(Beginning of DATA LISTING)
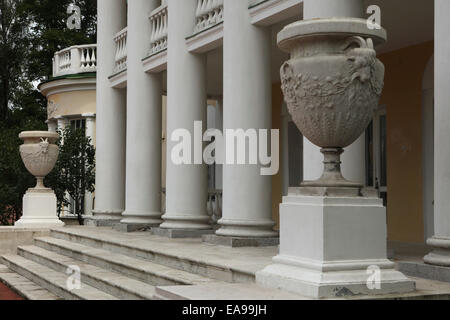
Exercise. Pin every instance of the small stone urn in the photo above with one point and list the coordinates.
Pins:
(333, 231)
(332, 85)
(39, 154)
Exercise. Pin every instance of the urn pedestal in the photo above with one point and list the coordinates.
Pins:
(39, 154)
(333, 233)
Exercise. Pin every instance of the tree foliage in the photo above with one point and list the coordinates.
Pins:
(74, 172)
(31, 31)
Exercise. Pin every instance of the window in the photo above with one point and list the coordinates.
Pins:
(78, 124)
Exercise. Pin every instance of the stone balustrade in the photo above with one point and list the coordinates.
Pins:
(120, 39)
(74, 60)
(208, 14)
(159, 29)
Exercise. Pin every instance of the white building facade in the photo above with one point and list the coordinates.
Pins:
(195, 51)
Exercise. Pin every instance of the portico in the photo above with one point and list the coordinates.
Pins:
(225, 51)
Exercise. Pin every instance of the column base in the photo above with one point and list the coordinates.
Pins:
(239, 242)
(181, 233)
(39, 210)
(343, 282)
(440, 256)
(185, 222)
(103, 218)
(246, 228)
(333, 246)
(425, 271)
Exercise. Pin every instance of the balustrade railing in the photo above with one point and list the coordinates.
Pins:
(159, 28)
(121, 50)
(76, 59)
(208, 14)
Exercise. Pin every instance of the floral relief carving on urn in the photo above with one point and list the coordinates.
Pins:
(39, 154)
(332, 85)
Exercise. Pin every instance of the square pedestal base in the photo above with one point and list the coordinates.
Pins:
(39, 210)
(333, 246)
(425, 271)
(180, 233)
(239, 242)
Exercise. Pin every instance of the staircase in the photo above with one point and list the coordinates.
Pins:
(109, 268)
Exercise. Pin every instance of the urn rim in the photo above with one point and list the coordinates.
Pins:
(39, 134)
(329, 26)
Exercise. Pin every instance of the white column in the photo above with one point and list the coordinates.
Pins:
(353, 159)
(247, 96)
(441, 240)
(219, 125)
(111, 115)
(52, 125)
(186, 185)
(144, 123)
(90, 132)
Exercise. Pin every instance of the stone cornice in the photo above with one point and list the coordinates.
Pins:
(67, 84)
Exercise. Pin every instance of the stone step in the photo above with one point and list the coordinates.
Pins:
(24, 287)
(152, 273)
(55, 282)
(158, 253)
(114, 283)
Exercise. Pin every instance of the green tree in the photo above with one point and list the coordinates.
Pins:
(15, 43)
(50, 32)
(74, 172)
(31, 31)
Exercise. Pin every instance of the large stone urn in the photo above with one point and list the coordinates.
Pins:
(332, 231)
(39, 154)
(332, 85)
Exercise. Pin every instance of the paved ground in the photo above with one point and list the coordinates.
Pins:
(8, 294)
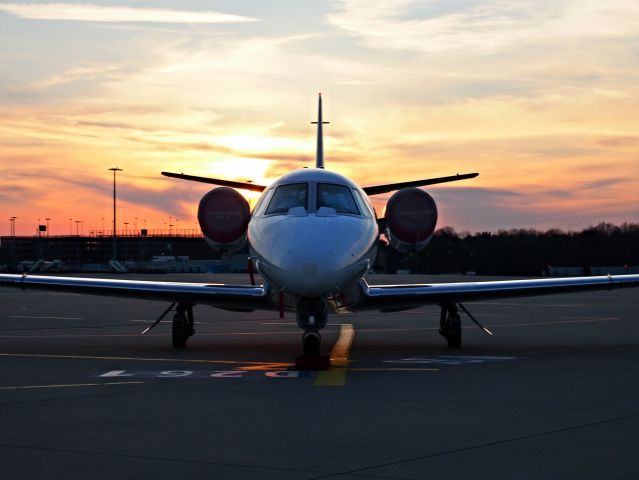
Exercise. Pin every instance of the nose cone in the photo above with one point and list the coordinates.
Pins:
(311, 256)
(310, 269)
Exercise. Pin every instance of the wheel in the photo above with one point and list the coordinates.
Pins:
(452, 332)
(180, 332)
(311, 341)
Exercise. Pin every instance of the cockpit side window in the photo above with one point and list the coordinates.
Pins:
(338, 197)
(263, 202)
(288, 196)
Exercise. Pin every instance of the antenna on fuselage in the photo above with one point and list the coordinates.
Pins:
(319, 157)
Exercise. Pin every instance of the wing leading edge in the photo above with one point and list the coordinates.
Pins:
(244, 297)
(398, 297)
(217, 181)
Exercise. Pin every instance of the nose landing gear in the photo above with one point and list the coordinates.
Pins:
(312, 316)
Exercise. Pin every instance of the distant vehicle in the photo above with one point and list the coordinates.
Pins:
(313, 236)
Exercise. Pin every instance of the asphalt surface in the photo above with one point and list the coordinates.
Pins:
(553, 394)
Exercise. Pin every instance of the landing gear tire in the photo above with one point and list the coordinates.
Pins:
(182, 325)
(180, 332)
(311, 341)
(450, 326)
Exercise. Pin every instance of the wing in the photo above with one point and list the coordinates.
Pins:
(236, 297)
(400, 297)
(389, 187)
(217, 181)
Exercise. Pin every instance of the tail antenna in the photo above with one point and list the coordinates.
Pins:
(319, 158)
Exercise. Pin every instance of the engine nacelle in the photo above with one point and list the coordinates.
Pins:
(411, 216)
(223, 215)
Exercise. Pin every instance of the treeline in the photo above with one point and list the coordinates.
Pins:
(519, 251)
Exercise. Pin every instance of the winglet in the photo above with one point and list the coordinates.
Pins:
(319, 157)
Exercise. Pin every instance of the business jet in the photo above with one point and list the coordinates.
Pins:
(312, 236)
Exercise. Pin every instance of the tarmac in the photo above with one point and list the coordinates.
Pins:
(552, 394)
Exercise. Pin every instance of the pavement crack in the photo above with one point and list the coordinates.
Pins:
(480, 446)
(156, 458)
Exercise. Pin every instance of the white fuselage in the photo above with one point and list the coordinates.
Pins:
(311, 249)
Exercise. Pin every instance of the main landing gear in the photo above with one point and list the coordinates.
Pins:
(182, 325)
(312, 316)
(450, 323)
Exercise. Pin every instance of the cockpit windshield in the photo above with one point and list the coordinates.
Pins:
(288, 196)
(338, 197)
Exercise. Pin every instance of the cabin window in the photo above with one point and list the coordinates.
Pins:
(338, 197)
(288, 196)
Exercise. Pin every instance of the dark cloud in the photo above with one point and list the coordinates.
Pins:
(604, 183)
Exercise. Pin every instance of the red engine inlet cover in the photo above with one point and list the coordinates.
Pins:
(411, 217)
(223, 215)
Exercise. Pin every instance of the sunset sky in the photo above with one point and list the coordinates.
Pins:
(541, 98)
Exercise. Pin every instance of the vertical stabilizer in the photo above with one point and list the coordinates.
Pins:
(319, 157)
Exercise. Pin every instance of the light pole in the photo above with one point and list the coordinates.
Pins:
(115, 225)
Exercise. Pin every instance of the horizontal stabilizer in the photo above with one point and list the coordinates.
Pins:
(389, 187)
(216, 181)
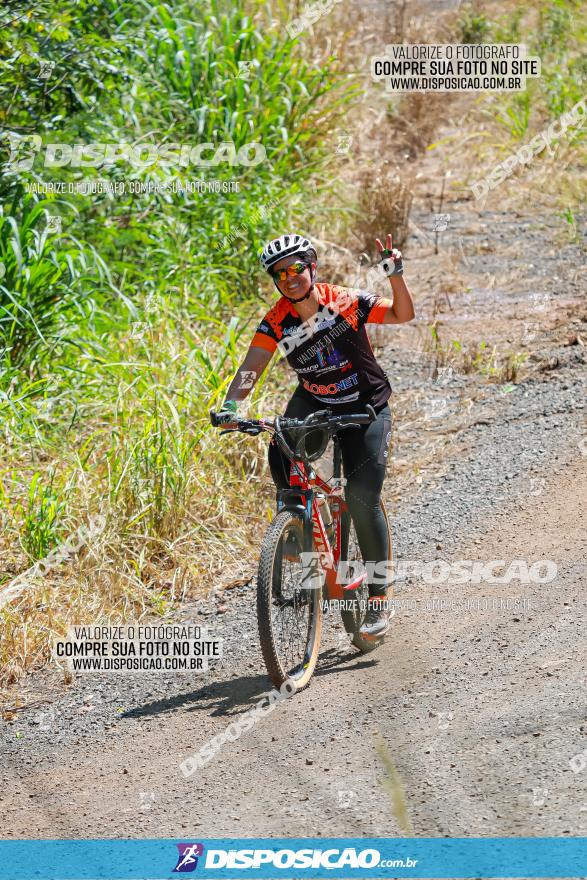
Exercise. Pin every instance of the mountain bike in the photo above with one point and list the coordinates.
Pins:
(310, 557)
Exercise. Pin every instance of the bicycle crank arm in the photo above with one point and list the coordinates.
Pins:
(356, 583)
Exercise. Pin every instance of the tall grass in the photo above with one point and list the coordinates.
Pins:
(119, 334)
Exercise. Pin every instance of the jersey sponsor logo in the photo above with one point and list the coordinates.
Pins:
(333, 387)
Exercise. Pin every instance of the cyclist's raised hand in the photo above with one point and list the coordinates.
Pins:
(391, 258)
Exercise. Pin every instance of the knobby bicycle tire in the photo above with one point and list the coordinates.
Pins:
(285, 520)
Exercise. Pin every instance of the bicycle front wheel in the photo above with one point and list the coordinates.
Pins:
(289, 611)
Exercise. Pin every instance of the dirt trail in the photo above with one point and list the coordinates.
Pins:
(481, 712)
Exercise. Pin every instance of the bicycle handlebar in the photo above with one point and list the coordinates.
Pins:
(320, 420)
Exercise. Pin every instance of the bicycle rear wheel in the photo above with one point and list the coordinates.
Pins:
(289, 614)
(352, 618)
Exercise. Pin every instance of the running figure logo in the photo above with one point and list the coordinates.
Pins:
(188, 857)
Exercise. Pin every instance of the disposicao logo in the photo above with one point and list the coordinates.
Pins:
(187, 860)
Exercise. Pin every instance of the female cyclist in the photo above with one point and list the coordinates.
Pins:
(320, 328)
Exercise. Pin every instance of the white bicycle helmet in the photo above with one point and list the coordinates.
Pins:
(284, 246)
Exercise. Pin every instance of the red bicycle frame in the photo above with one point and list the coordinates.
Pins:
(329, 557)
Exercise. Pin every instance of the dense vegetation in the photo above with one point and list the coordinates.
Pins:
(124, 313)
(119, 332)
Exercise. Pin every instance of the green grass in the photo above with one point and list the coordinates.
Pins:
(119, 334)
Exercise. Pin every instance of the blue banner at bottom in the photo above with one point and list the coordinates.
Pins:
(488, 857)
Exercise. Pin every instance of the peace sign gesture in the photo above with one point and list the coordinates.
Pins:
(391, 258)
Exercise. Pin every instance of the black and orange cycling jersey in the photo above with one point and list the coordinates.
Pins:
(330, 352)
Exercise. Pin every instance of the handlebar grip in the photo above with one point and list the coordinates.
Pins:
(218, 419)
(End of DATA LISTING)
(Beginning of DATA LISTING)
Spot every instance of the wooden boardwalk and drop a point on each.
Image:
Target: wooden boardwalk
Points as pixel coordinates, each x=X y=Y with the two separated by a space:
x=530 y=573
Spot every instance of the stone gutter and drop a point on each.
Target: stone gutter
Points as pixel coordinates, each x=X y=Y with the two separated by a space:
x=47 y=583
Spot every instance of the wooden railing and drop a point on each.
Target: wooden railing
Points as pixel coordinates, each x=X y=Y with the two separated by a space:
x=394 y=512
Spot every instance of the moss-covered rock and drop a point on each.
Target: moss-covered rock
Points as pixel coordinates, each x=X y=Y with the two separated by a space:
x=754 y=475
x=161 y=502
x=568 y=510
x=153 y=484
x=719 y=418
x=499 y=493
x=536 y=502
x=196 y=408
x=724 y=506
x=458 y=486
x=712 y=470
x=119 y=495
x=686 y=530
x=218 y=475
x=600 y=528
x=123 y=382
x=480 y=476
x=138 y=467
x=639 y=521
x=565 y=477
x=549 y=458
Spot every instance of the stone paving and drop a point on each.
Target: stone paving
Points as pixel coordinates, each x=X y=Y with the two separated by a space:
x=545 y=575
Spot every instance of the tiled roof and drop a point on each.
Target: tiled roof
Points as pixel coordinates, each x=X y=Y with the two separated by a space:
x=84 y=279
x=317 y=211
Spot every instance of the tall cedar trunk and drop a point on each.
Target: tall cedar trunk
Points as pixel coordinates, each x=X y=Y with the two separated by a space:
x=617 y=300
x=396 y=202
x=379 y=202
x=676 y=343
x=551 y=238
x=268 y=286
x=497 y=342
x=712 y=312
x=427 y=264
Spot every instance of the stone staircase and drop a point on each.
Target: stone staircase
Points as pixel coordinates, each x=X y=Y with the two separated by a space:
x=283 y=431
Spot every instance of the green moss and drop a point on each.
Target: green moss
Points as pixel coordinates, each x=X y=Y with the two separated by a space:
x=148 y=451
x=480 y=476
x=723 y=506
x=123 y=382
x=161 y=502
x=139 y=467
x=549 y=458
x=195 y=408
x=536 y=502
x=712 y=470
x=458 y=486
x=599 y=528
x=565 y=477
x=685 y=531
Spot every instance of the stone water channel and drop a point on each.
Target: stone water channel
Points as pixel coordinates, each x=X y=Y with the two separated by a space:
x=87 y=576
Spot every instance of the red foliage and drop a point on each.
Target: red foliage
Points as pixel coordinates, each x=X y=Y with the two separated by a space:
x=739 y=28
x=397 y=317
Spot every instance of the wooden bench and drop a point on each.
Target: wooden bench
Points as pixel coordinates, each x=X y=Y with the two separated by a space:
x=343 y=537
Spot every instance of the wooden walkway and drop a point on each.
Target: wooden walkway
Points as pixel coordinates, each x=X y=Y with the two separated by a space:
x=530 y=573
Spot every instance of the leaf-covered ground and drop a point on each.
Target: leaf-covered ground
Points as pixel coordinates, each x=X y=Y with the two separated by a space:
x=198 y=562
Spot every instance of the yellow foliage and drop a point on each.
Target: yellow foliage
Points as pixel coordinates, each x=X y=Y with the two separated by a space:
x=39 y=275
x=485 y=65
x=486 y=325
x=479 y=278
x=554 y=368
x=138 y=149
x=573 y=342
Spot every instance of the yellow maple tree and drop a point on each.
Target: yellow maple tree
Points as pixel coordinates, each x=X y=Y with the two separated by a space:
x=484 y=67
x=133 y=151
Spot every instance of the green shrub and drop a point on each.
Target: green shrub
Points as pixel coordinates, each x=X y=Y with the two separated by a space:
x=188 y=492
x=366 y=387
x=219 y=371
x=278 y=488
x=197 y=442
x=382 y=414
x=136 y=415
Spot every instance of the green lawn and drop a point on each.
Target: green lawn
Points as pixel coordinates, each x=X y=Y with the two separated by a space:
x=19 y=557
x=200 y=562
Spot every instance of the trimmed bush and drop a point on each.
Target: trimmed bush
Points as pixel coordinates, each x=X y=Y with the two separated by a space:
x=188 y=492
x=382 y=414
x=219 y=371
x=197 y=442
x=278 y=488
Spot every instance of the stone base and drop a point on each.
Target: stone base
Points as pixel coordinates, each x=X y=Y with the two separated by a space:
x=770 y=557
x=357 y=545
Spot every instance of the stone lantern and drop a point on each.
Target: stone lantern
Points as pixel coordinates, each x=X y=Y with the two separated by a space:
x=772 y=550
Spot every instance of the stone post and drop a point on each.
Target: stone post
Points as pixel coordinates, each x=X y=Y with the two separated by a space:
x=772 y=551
(End of DATA LISTING)
PROBLEM REQUIREMENTS:
Each line of the data that holds "tall" should be copied.

EXERCISE SOLUTION:
Exercise. Pin every instance of the tall grass in the photo above with one point and list the coordinates.
Spot every instance of the tall cedar trunk and drop a point on each.
Target: tall cedar trunk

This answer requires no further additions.